EXERCISE OBJECTIVE | Collect every line of the items below that contains the string "gold", matching case exactly.
## Start DATA FOR THIS EXERCISE
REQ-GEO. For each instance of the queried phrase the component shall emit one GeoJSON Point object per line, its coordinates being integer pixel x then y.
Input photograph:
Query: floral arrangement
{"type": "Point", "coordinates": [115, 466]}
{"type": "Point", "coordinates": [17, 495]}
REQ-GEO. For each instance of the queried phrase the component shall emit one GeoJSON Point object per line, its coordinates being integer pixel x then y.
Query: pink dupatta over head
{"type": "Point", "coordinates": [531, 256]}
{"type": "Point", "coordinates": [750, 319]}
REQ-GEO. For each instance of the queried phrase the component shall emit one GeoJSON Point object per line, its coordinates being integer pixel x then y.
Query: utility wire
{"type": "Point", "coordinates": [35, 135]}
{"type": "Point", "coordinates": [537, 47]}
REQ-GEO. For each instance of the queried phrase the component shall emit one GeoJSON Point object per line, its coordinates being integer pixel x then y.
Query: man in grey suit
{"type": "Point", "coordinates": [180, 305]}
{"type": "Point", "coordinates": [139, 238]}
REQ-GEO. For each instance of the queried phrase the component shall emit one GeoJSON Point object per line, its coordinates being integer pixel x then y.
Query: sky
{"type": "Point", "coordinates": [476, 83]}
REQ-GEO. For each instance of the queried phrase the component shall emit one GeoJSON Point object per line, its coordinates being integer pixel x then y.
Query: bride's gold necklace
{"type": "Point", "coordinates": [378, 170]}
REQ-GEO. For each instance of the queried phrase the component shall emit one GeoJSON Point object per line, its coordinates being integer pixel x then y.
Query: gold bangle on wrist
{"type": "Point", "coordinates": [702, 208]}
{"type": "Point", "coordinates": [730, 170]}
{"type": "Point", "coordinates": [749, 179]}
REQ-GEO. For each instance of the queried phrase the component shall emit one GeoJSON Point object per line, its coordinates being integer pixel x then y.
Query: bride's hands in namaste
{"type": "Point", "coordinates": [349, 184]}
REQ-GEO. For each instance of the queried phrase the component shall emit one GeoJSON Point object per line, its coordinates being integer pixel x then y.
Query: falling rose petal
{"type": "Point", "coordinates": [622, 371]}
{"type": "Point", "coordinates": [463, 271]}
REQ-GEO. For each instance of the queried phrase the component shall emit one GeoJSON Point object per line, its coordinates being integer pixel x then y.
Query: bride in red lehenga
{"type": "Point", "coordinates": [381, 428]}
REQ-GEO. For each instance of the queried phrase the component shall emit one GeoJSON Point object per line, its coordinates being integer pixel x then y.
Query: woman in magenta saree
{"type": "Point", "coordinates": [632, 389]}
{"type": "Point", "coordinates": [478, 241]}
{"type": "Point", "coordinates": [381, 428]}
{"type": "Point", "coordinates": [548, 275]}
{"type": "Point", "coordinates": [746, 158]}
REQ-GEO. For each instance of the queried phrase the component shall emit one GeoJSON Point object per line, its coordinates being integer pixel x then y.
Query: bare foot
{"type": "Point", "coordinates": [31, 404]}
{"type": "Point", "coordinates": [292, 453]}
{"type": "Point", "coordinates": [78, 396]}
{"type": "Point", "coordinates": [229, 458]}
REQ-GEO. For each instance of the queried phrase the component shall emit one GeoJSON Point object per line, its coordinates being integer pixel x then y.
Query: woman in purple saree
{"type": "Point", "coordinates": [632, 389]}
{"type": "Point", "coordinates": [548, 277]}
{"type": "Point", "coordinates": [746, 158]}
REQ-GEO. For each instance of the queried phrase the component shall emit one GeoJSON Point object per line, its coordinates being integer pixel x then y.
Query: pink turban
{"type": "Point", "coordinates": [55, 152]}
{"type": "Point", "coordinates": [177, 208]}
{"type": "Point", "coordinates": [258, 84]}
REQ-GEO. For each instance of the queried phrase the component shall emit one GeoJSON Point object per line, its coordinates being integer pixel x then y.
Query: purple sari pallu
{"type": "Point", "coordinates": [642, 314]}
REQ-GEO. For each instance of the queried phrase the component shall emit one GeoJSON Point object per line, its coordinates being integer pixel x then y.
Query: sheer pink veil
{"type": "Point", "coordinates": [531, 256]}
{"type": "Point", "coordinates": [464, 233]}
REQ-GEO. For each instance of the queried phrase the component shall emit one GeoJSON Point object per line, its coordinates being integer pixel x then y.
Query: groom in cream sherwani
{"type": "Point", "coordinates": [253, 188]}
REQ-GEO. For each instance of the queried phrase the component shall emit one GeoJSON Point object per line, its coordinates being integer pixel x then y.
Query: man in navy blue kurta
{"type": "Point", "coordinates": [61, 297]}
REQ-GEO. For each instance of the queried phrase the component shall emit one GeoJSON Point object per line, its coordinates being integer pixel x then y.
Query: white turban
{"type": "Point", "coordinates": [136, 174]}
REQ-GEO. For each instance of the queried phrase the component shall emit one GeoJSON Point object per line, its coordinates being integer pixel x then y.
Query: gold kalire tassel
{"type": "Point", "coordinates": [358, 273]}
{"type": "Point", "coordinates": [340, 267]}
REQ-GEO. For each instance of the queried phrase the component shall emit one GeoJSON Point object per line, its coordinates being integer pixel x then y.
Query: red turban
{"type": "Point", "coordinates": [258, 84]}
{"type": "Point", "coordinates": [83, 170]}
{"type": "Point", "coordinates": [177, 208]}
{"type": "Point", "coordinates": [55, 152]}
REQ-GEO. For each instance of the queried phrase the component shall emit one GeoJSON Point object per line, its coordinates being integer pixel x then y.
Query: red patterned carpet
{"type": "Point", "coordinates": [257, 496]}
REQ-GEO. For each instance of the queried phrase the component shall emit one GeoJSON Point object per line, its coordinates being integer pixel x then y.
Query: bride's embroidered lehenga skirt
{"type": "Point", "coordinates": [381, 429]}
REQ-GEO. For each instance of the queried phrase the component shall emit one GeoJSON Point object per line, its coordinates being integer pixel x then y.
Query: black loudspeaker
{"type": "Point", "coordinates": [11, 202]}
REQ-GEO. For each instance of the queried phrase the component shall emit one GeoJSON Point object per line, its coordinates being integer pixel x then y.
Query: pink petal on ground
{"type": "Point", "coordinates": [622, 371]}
## End DATA FOR THIS EXERCISE
TASK ANSWER |
Query: bride's gold necklace
Query: gold bangle on wrist
Query: gold kalire tassel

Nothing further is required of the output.